What to work on ▸ Each entry below must be repeated exactly, with pictures left out.

##### Records for the task #####

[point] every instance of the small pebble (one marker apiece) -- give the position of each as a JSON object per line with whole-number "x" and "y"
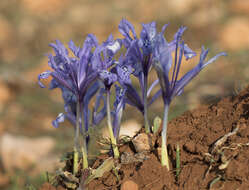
{"x": 142, "y": 143}
{"x": 129, "y": 185}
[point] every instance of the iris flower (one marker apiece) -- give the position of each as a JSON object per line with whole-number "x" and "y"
{"x": 140, "y": 55}
{"x": 74, "y": 75}
{"x": 174, "y": 86}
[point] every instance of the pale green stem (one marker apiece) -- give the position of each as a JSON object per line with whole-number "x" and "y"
{"x": 165, "y": 159}
{"x": 178, "y": 161}
{"x": 76, "y": 140}
{"x": 146, "y": 121}
{"x": 84, "y": 144}
{"x": 109, "y": 123}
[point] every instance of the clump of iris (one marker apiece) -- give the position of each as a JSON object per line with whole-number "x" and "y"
{"x": 93, "y": 70}
{"x": 171, "y": 87}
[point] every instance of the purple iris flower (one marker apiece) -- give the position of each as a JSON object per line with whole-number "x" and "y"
{"x": 171, "y": 87}
{"x": 140, "y": 55}
{"x": 74, "y": 75}
{"x": 117, "y": 112}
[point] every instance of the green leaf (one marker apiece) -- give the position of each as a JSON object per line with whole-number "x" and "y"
{"x": 106, "y": 166}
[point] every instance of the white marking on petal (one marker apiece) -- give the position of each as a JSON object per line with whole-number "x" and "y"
{"x": 114, "y": 47}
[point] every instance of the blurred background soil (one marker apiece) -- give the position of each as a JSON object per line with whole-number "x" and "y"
{"x": 29, "y": 145}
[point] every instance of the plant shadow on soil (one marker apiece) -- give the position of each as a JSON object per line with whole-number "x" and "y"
{"x": 214, "y": 145}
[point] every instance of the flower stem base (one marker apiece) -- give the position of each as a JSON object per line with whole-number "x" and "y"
{"x": 75, "y": 161}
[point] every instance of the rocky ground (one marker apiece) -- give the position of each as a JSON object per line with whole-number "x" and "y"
{"x": 26, "y": 29}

#####

Finished exercise ▸
[point] every instance of the small pebble (one marker apiece) -- give the position of each as a JSON object per line with whole-number "x" and "y"
{"x": 142, "y": 143}
{"x": 129, "y": 185}
[point] every instance of the iris flower (one marker apiece) -- give the position of each as a JSON object per line with whole-number "x" and "y"
{"x": 140, "y": 55}
{"x": 74, "y": 75}
{"x": 174, "y": 86}
[point] every instance of the pale green stem (one marker apiece) -- give the position of each as a JSON object per line with whole-number "x" and "y"
{"x": 165, "y": 159}
{"x": 178, "y": 161}
{"x": 76, "y": 140}
{"x": 146, "y": 121}
{"x": 84, "y": 144}
{"x": 109, "y": 123}
[point] every instance of the clump of iris (one marker apiece) -- give the position of each as a JSON object per line with whole-number "x" and "y"
{"x": 93, "y": 70}
{"x": 171, "y": 87}
[point] every instance of the purple iris flower (one marker apiece) -- give the position of each as a JSON object per line with whole-number "x" and "y"
{"x": 171, "y": 87}
{"x": 140, "y": 55}
{"x": 74, "y": 75}
{"x": 117, "y": 112}
[point] every instance of the green leaf (one marker apiece) -- give the position of each as a JSON object per line with whole-number "x" and "y"
{"x": 106, "y": 166}
[point] every instance of the white marking on petal (one marker apiece) -- give the position of each as a JSON object per line with whole-number "x" and "y"
{"x": 114, "y": 47}
[point] every instance of the blurred background soil (one marker apiece) -- give the position of each as a JSON object per line with whole-number "x" and "y"
{"x": 29, "y": 145}
[point] every instance of the plant shadow on soil (one marker apiece) -- give the position of each as a JSON object per line with whole-number "x" and "y"
{"x": 214, "y": 145}
[point] every instance of the flower stem base (one marker apiece) -- give the position of each as a JSON object per line with whole-number "x" and "y"
{"x": 75, "y": 161}
[point] every instance of the rocky ground (one marker apiece) -- give the position of each as a JSON object per line with whole-number "x" and "y"
{"x": 26, "y": 29}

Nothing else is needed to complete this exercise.